%%

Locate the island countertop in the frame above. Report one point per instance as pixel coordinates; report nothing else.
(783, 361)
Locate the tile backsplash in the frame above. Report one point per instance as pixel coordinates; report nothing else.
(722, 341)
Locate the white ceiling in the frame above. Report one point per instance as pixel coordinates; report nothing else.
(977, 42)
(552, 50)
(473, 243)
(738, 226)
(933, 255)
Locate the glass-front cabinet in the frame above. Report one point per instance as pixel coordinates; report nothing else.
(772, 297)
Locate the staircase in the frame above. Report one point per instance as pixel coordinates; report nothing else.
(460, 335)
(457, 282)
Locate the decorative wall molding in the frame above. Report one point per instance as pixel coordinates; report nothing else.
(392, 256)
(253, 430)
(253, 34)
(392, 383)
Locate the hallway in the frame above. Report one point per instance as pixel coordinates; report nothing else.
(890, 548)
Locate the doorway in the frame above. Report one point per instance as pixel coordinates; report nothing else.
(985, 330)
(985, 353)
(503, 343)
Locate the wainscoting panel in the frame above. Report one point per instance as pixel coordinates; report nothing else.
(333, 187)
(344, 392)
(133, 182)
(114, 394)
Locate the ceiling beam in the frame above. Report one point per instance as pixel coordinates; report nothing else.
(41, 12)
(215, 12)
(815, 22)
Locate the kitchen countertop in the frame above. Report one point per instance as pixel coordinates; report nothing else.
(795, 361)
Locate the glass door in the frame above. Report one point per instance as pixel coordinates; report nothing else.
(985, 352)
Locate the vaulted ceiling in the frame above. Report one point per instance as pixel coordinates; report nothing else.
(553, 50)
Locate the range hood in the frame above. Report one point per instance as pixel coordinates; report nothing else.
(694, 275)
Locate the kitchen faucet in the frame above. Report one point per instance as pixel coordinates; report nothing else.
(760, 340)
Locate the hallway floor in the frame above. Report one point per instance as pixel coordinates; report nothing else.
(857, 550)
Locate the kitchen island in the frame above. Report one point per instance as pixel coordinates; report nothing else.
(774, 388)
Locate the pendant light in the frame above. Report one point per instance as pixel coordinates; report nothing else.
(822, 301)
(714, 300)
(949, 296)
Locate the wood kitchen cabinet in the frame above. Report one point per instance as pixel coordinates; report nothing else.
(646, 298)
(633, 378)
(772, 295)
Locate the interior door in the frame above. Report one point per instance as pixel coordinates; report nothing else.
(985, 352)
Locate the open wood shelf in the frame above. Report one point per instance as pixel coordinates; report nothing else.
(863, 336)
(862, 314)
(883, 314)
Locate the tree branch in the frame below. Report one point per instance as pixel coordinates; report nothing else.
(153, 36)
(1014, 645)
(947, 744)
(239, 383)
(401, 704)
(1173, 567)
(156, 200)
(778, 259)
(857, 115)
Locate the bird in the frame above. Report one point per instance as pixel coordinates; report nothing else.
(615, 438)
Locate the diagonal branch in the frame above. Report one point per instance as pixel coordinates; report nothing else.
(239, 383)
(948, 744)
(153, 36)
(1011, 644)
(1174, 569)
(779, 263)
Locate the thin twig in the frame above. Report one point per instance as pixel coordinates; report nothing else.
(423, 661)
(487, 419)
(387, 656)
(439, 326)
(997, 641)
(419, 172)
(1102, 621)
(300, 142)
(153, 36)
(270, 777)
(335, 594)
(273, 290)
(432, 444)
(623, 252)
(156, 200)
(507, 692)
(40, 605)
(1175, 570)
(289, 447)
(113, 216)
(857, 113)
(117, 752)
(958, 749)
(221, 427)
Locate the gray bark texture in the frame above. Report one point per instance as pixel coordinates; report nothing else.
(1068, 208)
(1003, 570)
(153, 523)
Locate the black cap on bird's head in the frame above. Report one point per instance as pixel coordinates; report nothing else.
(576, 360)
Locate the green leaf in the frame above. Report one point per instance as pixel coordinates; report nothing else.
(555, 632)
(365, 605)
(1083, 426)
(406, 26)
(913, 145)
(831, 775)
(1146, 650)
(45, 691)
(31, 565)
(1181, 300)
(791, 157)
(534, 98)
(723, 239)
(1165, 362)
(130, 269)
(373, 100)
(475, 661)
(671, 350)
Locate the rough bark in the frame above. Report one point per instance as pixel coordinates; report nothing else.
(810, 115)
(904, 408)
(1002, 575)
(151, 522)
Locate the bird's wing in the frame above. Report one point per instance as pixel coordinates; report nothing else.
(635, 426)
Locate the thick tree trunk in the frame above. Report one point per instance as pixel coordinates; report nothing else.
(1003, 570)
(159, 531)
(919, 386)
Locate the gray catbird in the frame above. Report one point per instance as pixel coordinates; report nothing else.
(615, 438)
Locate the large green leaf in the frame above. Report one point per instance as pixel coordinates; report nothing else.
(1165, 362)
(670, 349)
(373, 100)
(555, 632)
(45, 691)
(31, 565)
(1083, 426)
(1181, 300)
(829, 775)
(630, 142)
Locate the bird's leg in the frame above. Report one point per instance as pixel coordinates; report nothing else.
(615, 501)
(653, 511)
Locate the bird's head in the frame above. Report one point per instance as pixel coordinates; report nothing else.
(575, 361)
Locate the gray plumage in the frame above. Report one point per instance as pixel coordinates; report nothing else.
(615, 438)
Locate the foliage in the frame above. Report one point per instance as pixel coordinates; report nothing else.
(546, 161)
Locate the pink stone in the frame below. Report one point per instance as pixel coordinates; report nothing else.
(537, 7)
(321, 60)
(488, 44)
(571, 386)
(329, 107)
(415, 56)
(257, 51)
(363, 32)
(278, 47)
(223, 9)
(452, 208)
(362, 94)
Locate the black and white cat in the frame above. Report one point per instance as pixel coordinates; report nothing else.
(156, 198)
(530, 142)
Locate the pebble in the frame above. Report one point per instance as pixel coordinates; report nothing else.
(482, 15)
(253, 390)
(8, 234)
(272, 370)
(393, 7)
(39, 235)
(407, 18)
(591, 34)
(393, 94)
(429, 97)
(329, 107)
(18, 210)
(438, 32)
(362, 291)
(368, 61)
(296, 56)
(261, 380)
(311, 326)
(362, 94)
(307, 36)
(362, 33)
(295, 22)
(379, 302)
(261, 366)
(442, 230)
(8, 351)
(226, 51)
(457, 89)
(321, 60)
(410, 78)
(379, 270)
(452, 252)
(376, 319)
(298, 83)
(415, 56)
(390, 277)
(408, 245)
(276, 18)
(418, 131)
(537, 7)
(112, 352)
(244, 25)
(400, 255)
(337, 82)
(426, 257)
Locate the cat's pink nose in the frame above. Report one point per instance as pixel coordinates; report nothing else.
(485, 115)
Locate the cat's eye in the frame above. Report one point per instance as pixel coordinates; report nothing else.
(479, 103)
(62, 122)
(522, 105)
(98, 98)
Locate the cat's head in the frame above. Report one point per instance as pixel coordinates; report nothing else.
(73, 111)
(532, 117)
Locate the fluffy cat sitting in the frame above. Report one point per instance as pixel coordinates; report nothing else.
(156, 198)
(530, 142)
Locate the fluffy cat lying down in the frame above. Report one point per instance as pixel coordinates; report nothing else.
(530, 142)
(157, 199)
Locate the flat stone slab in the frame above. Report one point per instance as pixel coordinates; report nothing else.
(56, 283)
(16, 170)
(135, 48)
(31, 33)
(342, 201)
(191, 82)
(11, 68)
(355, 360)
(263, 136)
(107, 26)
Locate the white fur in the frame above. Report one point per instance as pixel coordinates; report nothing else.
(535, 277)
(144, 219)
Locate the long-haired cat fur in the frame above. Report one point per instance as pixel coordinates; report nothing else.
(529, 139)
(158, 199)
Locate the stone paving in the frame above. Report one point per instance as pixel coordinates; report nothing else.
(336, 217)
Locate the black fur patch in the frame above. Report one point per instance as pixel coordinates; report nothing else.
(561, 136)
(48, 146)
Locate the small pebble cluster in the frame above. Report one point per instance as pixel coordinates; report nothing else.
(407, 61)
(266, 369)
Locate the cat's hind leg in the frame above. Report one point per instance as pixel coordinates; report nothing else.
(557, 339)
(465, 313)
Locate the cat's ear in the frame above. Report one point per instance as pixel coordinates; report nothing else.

%%

[Your instructions] Give again, word for word, every line from the one holding "Locate the cat's head" to the end of the data.

[Output below]
Locate the cat's head in the frame above. Report one point per instance as pixel coordinates; report nothing else.
(73, 111)
(532, 117)
Locate the fluffy cat sitting in the frame above. Report one point per instance as pixel coordinates; report nothing else.
(156, 198)
(530, 142)
Locate the fluffy cat lying down in the frame above. Report one point per instance as pixel coordinates; report nothing else.
(530, 142)
(157, 199)
Locate the flat stone slab in the frame above. Report one point per instance as pixel coordinates; report nothing else.
(56, 283)
(16, 170)
(135, 48)
(31, 33)
(342, 201)
(191, 82)
(11, 68)
(355, 360)
(263, 136)
(107, 26)
Locate the white fur in the frame above. Report one point per instance as pixel coordinates; report nothing else.
(535, 277)
(144, 219)
Locate the long-haired cat fur in the frame above. Report one point per instance as pixel coordinates; report nothing else.
(529, 139)
(158, 199)
Locate the stone paving in the frame above. Report one point per instance as pixel coordinates; report nothing else.
(336, 217)
Locate the black fur patch in the frame above. Report one point per instance as pixel coordinates; report nothing else.
(561, 136)
(48, 146)
Locate the small pebble cluster in the frame above. Report one point per instance as pixel coordinates; report nothing else.
(407, 61)
(266, 369)
Locate the cat's hind leg in the frame above. Report one point per instance as pixel coordinates; report nothing else.
(557, 339)
(465, 313)
Locate the cat's ear in the frame above. Report one point per instance as pixel coordinates; report nothing else.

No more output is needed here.